Short problem 1:
Answer these from the audio library notes:
(a) On macOS, what must be installed via Homebrew?
(b) Under what license is the MP3 decoder dependency listed?
(c) What frequency range do the test tone pings span?

If you're on macOS, just use the Xcode project file to build all dependencies,
you will need to have `libao` installed via Homebrew.

If you're on a Unix/Linux you can use the provided `Makefile`s. This will create
one static library per dependency and one for the audio library in the sub-dir
`audio/.build` and it`s subdirs.

So currently you will get:
- `libaudio-test`: the test binary created from `AudioLib/main.c`
- `audio/.build/libaudio.a`: static library for the audio library
- `audio/.build/libmad/libmad.a`: MP3 decoder library (dependency, GPL license)
- `audio/.build/speexdsp/libspeexresampler.a`: Speex resampler library (dependency, MIT license)


## Implemented elements

Currently not a lot of elements are implemented, but these here are:

### Source: Test tone

- Include: `audio_source_testtone.h`
- Create: `audio_source_testtone(uint16_t sample_rate, uint8_t channels, uint8_t bits_per_sample);`
- What it does: Play a sequence of pings from 440 Hz to 1440 Hz and then stop
  
### Source: File

- Include: `audio_source_file.h`
- Create: `audio_source_file(char *filename, uint32_t block_size);`
- What it does: Loads a file from disk and emits chunks of that file to the next
  element (usually a demuxer)

Short problem 2:
Return every line of the entries below that contains the string "hillside". Case counts.

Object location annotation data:
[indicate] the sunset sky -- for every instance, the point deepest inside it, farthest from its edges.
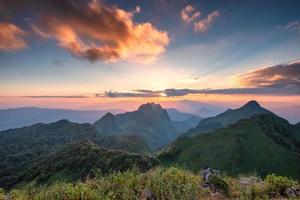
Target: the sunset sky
(80, 54)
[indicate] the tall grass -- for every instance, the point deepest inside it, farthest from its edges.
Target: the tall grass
(163, 183)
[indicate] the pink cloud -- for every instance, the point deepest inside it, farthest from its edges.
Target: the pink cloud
(189, 14)
(95, 31)
(11, 37)
(204, 24)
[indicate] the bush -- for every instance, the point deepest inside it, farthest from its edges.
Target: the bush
(219, 184)
(2, 194)
(277, 185)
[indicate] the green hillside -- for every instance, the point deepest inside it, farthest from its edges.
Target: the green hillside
(160, 184)
(150, 121)
(226, 118)
(80, 160)
(262, 144)
(19, 148)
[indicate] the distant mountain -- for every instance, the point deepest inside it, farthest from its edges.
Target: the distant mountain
(183, 121)
(262, 144)
(195, 107)
(19, 117)
(176, 115)
(20, 147)
(80, 160)
(226, 118)
(150, 121)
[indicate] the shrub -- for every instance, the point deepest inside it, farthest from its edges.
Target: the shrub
(219, 184)
(2, 194)
(277, 185)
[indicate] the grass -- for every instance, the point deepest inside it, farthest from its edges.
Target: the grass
(163, 183)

Exercise answer 1:
(a) `libao`
(b) GPL
(c) 440 Hz to 1440 Hz

Exercise answer 2:
[indicate] the green hillside -- for every instance, the point deepest inside it, farthest from its edges.
Target: the green hillside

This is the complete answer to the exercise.